A la primera copa invita Manuel Alcántara, de la pajarita del árbitro de boxeo a la del barman de categoría. Resume Alcántara en un prólogo excelente algunas sugerencias que hacen del beber un noble arte. Como por ejemplo “Es una insensatez beber para olvidar primero; es mejor seguir el consejo de Breton y olvidar primero y beber después”,  o “Es preciso ser dueño de un buen hígado y de un buen corazón”, no refiriéndose tanto a la anatomía como a la disposición de una naturaleza lejana a la fanfarronería y a la pendencia. Y desde luego la correcta elección de los compañeros de melopea: “A ver cuando nos conversamos una botella”, predican en Chile. Es decir, “Cuando algún amigo me dice que le sentaron mal las copas no le preguntó cuántas fueron sino con quienes se las tomó”.  Semejante filosofía es compartida por Garci, que en las páginas de “Beber de cine” evoca las copas alzadas con Fernán-Gómez, con Torres-Dulce, con Rodríguez Marchante, incluso la pericia en la preparación de brebajes de dos gigantes llamados Landa y Buñuel: “los Dry Martini de Alfredo introducen dentro de tu alma todo Melville: relámpagos, truenos, viento, oleaje, salitre y fuegos de San Telmo.”

Tan literariamente nos conduce el autor a sus líquidas pasiones: “He descubierto que cuando paladeas un buen combinado se introduce dentro de ti cierta sensación de eternidad, como una pequeña vida de repuesto”. La coctelería es incluso elevada a la categoría de religión espirituosa en la que concurren una parroquia de paladares sensibles y una casta de iniciados amiga de su destreza: “Un cóctel hecho solo a base de oficio nunca transmitirá esa temperatura humana que se llama placer”.

Bloody Mary, Caipirinha, Daiquiri, Dry Martini, Gimlet, Gin Fizz, Manhattan, Margarita, Negroni, Whisky Sour, completan una sugerente carta de combinados. Por entendemos superstición futbolística las decenas de Garci se componen de once elementos así que completa la alineación con el ciertamente intruso San Francisco. Intruso por su ausencia de alcohol, que le hace apto por menores de dieciocho años y mojigatos acompañados. Es muy bonito, eso sí.

* _Extractos de datos_
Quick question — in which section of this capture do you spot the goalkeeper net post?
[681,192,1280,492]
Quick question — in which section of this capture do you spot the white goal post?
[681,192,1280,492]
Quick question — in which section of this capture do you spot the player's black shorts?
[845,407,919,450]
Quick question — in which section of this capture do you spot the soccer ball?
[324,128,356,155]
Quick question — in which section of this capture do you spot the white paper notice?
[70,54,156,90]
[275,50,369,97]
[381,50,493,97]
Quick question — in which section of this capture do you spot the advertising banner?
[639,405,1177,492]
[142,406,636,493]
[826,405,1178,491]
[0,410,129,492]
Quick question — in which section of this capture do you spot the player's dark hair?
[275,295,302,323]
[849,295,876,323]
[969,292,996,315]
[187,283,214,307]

==

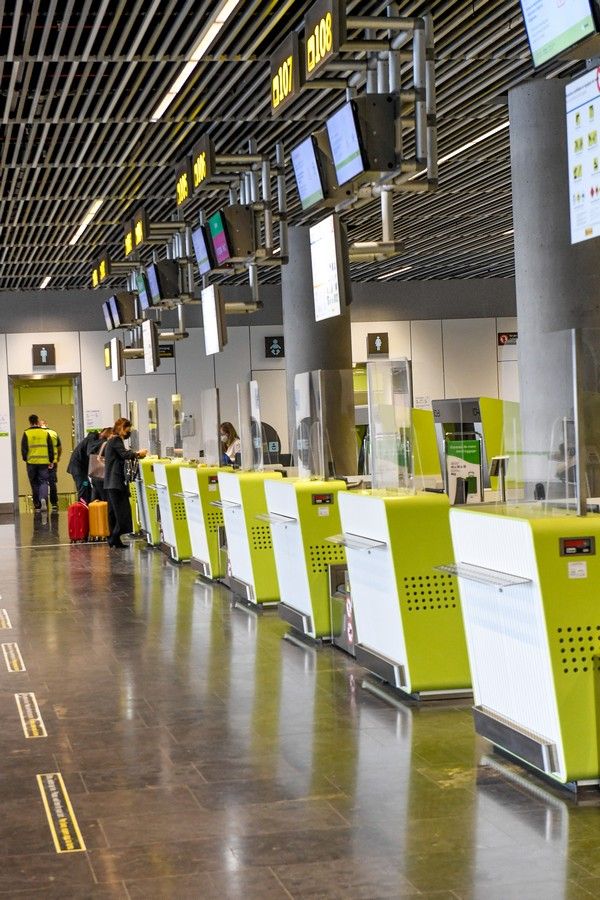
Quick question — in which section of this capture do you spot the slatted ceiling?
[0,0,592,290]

* * *

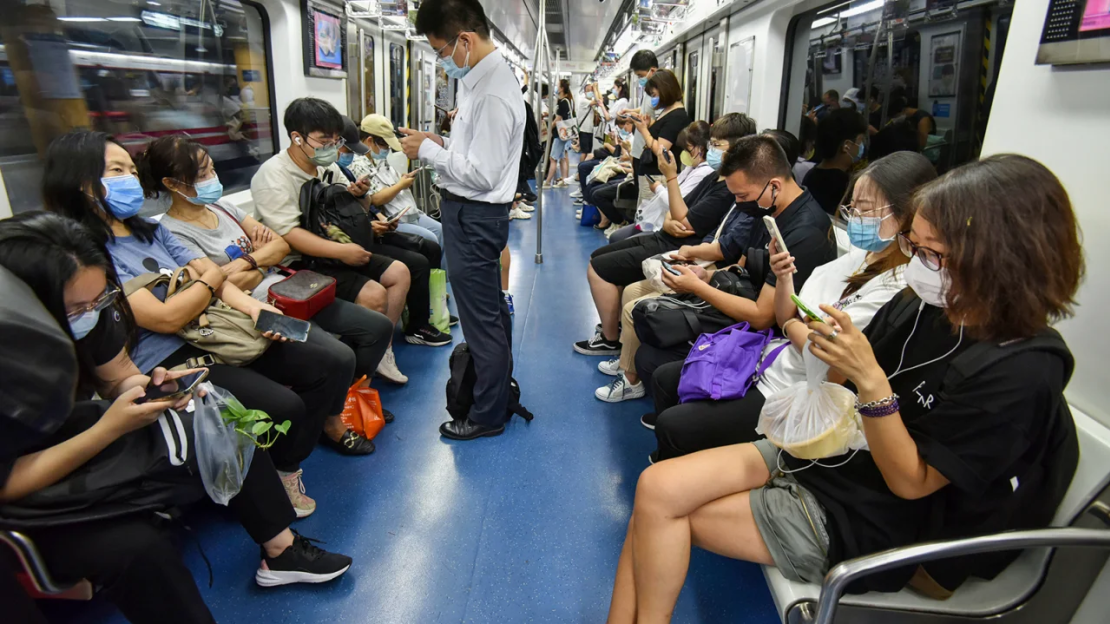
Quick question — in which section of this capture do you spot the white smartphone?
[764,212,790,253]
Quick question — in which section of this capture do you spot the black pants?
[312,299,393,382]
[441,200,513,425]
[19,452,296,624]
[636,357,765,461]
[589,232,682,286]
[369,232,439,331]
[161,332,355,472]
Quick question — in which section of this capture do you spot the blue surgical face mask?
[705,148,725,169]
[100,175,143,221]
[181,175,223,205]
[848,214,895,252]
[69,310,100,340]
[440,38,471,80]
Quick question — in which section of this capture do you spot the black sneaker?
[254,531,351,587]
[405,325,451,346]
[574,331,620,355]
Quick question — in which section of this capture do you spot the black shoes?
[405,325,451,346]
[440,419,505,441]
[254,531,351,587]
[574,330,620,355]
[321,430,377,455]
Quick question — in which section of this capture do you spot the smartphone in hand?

* _Tarea_
Indica si cada afirmación concuerda con el texto sobre «Beber de cine», respondiendo sí o no y citando literalmente las palabras del texto que lo deciden. 1. Manuel Alcántara escribe el prólogo. 2. Según el texto, un cóctel hecho solo a base de oficio transmite placer. 3. La frase «A ver cuando nos conversamos una botella» se atribuye a Argentina.

* _Respuesta_
1. Sí: «Resume Alcántara en un prólogo excelente algunas sugerencias que hacen del beber un noble arte».
2. No: «Un cóctel hecho solo a base de oficio nunca transmitirá esa temperatura humana que se llama placer».
3. No: «“A ver cuando nos conversamos una botella”, predican en Chile».